--- Data for the task Enclosed Below ---
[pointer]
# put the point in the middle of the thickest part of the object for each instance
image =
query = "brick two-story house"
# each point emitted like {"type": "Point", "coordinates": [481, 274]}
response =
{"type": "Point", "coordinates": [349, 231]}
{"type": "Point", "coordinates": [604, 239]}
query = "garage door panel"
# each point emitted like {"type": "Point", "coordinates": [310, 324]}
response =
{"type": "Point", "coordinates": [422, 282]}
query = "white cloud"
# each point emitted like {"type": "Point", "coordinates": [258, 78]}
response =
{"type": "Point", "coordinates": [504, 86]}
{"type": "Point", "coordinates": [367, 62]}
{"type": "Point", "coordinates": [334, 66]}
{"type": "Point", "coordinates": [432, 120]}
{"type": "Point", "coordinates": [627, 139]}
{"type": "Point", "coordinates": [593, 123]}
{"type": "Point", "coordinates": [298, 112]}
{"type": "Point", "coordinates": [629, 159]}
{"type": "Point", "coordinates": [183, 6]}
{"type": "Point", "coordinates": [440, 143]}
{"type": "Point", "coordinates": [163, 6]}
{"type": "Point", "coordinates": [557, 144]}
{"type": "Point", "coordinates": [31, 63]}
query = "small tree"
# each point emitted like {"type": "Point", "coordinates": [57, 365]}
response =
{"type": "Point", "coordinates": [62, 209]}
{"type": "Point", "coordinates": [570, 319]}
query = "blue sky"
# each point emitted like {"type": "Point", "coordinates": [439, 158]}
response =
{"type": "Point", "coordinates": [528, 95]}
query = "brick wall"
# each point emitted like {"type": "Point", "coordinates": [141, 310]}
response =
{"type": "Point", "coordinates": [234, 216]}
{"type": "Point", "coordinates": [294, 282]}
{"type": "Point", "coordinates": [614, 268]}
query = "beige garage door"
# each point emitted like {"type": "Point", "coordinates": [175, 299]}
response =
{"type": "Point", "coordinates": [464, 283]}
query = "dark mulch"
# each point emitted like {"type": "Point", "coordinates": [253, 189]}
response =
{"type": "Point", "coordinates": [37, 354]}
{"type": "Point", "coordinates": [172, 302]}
--- End of Enclosed Data for the task ---
What is being asked -> The answer should be nothing but the number of lines above that contain "brick".

Written solution -> 2